▸ **Required work**
A – Reproduce the part of the post on the presence of God starting with "we were asked" and going on through "had a plan.".
B – In the post on the presence of God, the writer describes his 18-year-old self in clauses that begin with "who". List each of those clauses.

▸ **Given text**
* Begin *

Wednesday, April 24, 2013

the presence of God

we were asked this question last night. what does it look like for me to be in the presence of God? and i thought back to when i first really believed in Jesus. the 18-year-old teenager who woke up every morning excited to hear from his Father. who cried out to his Abba about every situation. who remembered all the time that his life was in God's hands. who didn't worry about the future because his God had a plan.

i'm 23 years old now. a lot of things have changed. i'm no longer in my first year of college. i'm no longer in my parents' church where i grew up almost my entire life. i have an beautiful girlfriend who loves and supports me. i'm in an amazing and healthy life group who prays for and encourages me. i'm serving in a church that believes in the mission of God and wants to share the Gospel and multiply the local church. there are a lot of things that i've had to say good bye to. and there are a lot of things that i'm really blessed to have in my life now. but there's something that i miss more than anything else.

i miss that heart. i miss that excitement for the Lord. i miss being amazed every morning by my God's goodness. and it's not that i don't experience moments of His goodness nowadays. but that continual walking in His presence. always knowing in every moment that my God is with me. not fearing the world and the opposition that i face. stepping in bold steps in His name. for me, that was my definition of being in the presence of God.

continuously in the state of being overwhelmed by how much He loves me and cares for me. so much so that everything else pales in comparison. that the world looks different and i'm not as worried or afraid of what will happen next. i was reminded of what it's like being with amazing friends or family and having conversations and laughing for hours. never wanting that moment to end. the presence of God for me was like that. like a good friend that i could sit down with and never want to stop talking to. where i didn't want that last encounter to end. and even if i had to leave wherever i was at the time, the conversation would continue throughout the day because we had so much to talk about. and there were times when not talking was ok. because we would just enjoy each other's company. and that was enough. God was enough for me.

* End *

▸ **Data**
* Begin *

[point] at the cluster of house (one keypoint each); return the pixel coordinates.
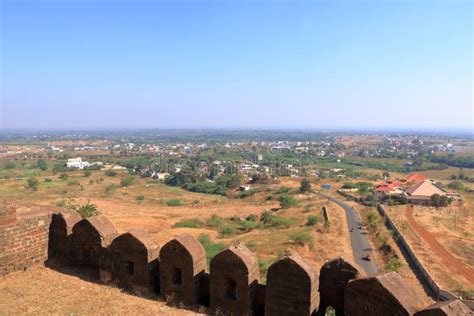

* End *

▸ **Final answers**
A –
we were asked this question last night. what does it look like for me to be in the presence of God? and i thought back to when i first really believed in Jesus. the 18-year-old teenager who woke up every morning excited to hear from his Father. who cried out to his Abba about every situation. who remembered all the time that his life was in God's hands. who didn't worry about the future because his God had a plan.

B –
- who woke up every morning excited to hear from his Father
- who cried out to his Abba about every situation
- who remembered all the time that his life was in God's hands
- who didn't worry about the future because his God had a plan